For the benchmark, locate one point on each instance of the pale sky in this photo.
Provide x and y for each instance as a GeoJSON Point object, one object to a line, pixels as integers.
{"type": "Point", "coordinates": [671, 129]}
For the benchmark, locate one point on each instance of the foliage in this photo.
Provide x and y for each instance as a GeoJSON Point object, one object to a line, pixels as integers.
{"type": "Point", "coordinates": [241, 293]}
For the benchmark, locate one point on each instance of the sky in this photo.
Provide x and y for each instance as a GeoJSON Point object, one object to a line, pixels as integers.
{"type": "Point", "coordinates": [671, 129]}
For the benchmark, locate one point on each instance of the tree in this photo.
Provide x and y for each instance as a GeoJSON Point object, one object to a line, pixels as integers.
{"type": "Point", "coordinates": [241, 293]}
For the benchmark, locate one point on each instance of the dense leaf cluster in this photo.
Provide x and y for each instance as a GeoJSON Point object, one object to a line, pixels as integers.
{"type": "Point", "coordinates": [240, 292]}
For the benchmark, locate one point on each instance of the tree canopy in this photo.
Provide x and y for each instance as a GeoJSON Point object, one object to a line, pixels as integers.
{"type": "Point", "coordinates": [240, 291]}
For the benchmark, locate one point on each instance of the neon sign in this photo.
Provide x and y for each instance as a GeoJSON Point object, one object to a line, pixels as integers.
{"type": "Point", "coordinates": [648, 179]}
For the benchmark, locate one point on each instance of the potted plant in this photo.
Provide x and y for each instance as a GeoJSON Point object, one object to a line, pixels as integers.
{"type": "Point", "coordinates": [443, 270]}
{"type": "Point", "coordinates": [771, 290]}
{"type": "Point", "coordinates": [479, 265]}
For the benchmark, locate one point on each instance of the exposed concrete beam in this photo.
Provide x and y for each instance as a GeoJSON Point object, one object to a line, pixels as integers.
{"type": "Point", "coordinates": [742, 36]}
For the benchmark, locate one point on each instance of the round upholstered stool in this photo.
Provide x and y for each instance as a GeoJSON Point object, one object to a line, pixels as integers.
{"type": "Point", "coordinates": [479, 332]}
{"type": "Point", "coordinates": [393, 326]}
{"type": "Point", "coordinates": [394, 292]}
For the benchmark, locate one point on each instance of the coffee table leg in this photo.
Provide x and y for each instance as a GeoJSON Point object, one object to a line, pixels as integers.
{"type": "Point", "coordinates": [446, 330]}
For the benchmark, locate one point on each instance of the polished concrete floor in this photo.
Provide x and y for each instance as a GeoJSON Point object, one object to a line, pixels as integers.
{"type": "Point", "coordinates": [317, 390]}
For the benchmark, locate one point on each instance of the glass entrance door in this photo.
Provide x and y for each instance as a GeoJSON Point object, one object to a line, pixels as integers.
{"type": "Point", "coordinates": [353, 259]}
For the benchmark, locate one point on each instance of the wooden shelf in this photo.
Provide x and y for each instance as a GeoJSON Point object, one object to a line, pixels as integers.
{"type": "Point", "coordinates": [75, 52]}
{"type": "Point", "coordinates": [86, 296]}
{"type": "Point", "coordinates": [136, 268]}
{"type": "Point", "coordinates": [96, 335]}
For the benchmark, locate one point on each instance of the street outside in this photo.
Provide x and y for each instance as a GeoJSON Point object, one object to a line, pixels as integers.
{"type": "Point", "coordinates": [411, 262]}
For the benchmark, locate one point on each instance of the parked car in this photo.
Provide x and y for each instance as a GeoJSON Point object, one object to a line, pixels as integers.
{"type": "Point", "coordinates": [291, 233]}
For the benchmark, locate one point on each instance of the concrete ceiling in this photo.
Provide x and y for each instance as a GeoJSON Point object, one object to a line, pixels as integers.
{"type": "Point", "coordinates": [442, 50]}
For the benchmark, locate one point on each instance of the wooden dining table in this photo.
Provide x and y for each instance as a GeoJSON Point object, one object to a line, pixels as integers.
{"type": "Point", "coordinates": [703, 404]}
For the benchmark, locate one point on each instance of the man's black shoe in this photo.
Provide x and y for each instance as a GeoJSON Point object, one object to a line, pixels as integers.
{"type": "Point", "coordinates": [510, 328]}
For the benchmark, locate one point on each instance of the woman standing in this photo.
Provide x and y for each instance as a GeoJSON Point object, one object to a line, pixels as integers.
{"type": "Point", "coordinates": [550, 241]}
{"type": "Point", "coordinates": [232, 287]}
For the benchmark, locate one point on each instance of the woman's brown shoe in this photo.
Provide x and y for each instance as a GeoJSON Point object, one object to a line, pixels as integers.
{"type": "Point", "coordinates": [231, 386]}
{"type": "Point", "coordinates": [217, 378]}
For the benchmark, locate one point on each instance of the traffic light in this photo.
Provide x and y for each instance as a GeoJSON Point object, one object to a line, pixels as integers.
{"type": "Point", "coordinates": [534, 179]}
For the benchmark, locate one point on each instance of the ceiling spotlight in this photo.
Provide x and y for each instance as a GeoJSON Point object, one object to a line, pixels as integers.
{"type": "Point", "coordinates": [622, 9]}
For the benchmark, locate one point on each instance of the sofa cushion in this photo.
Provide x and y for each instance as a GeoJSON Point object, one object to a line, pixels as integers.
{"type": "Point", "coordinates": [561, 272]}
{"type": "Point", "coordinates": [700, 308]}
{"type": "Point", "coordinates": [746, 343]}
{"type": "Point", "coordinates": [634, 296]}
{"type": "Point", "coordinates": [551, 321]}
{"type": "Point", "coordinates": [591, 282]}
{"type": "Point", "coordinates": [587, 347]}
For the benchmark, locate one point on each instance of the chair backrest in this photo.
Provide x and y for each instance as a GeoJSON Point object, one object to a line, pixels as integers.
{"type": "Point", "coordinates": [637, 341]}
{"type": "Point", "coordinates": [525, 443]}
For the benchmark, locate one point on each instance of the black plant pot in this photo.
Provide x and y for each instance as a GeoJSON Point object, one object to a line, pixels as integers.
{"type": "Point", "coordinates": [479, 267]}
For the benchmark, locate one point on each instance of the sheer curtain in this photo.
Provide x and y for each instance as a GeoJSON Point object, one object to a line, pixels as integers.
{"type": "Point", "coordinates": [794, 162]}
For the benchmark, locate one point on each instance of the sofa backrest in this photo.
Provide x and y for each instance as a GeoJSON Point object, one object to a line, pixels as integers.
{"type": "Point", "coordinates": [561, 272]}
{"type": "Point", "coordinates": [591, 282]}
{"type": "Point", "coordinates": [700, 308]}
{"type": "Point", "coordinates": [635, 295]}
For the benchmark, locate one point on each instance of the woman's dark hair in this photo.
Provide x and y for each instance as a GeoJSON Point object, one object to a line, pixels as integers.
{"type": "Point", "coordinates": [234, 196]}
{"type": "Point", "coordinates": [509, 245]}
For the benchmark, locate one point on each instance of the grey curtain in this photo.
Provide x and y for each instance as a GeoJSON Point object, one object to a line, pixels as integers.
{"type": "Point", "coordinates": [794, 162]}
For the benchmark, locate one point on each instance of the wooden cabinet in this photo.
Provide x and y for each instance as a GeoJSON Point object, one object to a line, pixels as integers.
========================================================================
**Problem description**
Using the listing above, please repeat every entry exactly.

**Exercise response**
For the benchmark, locate one point on each instance of the pale sky in this photo.
Provide x and y for each instance as a GeoJSON Point object, one object to a line, pixels as integers.
{"type": "Point", "coordinates": [671, 129]}
For the benchmark, locate one point on each instance of the foliage in this photo.
Provide x and y for each instance as a GeoJSON Point object, one object to a line, pixels as integers.
{"type": "Point", "coordinates": [241, 293]}
For the benchmark, locate one point on each instance of the sky in this photo.
Provide x and y for each instance as a GeoJSON Point object, one object to a line, pixels as integers.
{"type": "Point", "coordinates": [671, 129]}
For the benchmark, locate one point on each instance of the tree in this photo.
Provide x and y for each instance as a GeoJSON Point object, one object to a line, pixels as integers.
{"type": "Point", "coordinates": [241, 293]}
For the benchmark, locate one point on each instance of the dense leaf cluster in this photo.
Provide x and y for each instance as a GeoJSON Point object, one object to a line, pixels as integers.
{"type": "Point", "coordinates": [240, 292]}
For the benchmark, locate one point on each instance of the tree canopy in this photo.
Provide x and y for each instance as a GeoJSON Point object, one object to a line, pixels as integers.
{"type": "Point", "coordinates": [240, 291]}
For the benchmark, locate one point on each instance of the neon sign in this photo.
Provide x and y for each instance as a GeoJSON Point object, one object to a line, pixels as integers.
{"type": "Point", "coordinates": [648, 179]}
For the benchmark, locate one point on each instance of the potted plant in this photo.
Provide x and y for each instance as a GeoJSON Point object, one object to a line, pixels as integers.
{"type": "Point", "coordinates": [443, 270]}
{"type": "Point", "coordinates": [771, 290]}
{"type": "Point", "coordinates": [479, 265]}
For the benchmark, locate one point on each instance of the exposed concrete beam in this photo.
Provide x and y for each instance as a GeoJSON Point object, one object to a line, pixels as integers.
{"type": "Point", "coordinates": [742, 36]}
For the benchmark, locate one point on each instance of the round upholstered stool in this photo.
Provide x and y for each instance as a GeoJSON Point object, one object to a line, pixels as integers.
{"type": "Point", "coordinates": [479, 332]}
{"type": "Point", "coordinates": [393, 326]}
{"type": "Point", "coordinates": [394, 292]}
For the benchmark, locate one point on each instance of the coffee table leg in this photo.
Provide x and y for each instance as a GeoJSON Point object, one object to a line, pixels as integers.
{"type": "Point", "coordinates": [446, 330]}
For the benchmark, locate one point on each instance of the polished concrete floor in this photo.
Provide x and y for each instance as a GeoJSON Point object, one object to a line, pixels as integers.
{"type": "Point", "coordinates": [317, 390]}
For the benchmark, locate one point on each instance of the glass entrance door in this photo.
Provide x and y for each instance as a GeoJSON Point object, one object to a line, pixels as integers.
{"type": "Point", "coordinates": [353, 259]}
For the benchmark, locate one point on each instance of the wooden shelf in this photo.
Provide x and y for each instance as a GeoJSON Point object, one object to a line, pixels as integers.
{"type": "Point", "coordinates": [75, 52]}
{"type": "Point", "coordinates": [86, 296]}
{"type": "Point", "coordinates": [136, 268]}
{"type": "Point", "coordinates": [96, 335]}
For the benchmark, locate one point on each instance of the street outside in this photo.
Provide x and y for each instance as a GeoJSON Point object, one object to a line, pixels as integers.
{"type": "Point", "coordinates": [411, 262]}
For the benchmark, locate one point on each instance of the parked car in this photo.
Provide x and y for each instance as a GeoJSON Point object, one object to a line, pixels as integers.
{"type": "Point", "coordinates": [291, 233]}
For the benchmark, locate one point on each instance of the concrete ceiling in this photo.
Provide x and y for each instance as a GeoJSON Point object, one object to a line, pixels as integers.
{"type": "Point", "coordinates": [442, 50]}
For the benchmark, locate one point on each instance of the wooden dining table in this photo.
Provide x and y for each instance as a GeoJSON Point object, one object to a line, pixels as integers.
{"type": "Point", "coordinates": [703, 404]}
For the benchmark, locate one point on each instance of the man's black shoe in this photo.
Provide x and y for each instance as a GeoJSON Point object, one object to a line, pixels as integers.
{"type": "Point", "coordinates": [510, 328]}
For the benchmark, locate one point on each instance of the woman standing in this photo.
Provide x and y for each instance as a GeoJSON Point object, one object to a line, pixels as integers.
{"type": "Point", "coordinates": [550, 241]}
{"type": "Point", "coordinates": [232, 287]}
For the benchmark, locate one point on each instance of the woman's brown shoe in this photo.
Provide x and y for each instance as a GeoJSON Point object, one object to a line, pixels as integers.
{"type": "Point", "coordinates": [231, 386]}
{"type": "Point", "coordinates": [217, 378]}
For the benchmark, locate one point on each instance of the traffic light in this photo.
Provide x and y for each instance as a GeoJSON Point object, one object to a line, pixels as integers.
{"type": "Point", "coordinates": [534, 179]}
For the benchmark, locate one point on each instance of the ceiling spotlight in this photo.
Provide x and y for each instance as a GeoJSON Point object, one object to a line, pixels as integers.
{"type": "Point", "coordinates": [622, 9]}
For the benchmark, locate one point on each instance of the sofa cushion in this photo.
Provide x and y for each instance as a GeoJSON Point object, one object to a line, pixels as integers.
{"type": "Point", "coordinates": [561, 272]}
{"type": "Point", "coordinates": [700, 308]}
{"type": "Point", "coordinates": [746, 343]}
{"type": "Point", "coordinates": [634, 296]}
{"type": "Point", "coordinates": [551, 321]}
{"type": "Point", "coordinates": [591, 282]}
{"type": "Point", "coordinates": [587, 347]}
For the benchmark, locate one point on each instance of the chair backrest in this photo.
Provide x and y for each instance as a GeoJSON Point object, one object to a line, pixels as integers.
{"type": "Point", "coordinates": [637, 341]}
{"type": "Point", "coordinates": [525, 443]}
For the benchmark, locate one point on each instance of the black plant pot in this photo.
Provide x and y for each instance as a GeoJSON Point object, one object to a line, pixels as integers.
{"type": "Point", "coordinates": [479, 267]}
For the benchmark, locate one point on each instance of the sheer curtain in this photo.
Provide x and y for each instance as a GeoJSON Point object, one object to a line, pixels as integers.
{"type": "Point", "coordinates": [794, 162]}
For the benchmark, locate one point on each instance of the sofa backrest in this photo.
Provide x and y for each instance as a GeoJSON Point object, one object to a line, pixels as integers.
{"type": "Point", "coordinates": [561, 272]}
{"type": "Point", "coordinates": [591, 282]}
{"type": "Point", "coordinates": [700, 308]}
{"type": "Point", "coordinates": [635, 295]}
For the benchmark, locate one point on each instance of the woman's dark hair in this photo.
Provide x and y for each instance as a GeoJSON Point object, one object to a line, pixels as integers.
{"type": "Point", "coordinates": [234, 196]}
{"type": "Point", "coordinates": [509, 245]}
For the benchmark, locate one point on each instance of the grey curtain in this photo.
Provide x and y for each instance as a GeoJSON Point object, one object to a line, pixels as integers.
{"type": "Point", "coordinates": [794, 162]}
For the benchmark, locate one point on each instance of the wooden cabinet in this photo.
Provide x and y for each instance as a GeoJSON Point object, one object to a line, pixels as integers.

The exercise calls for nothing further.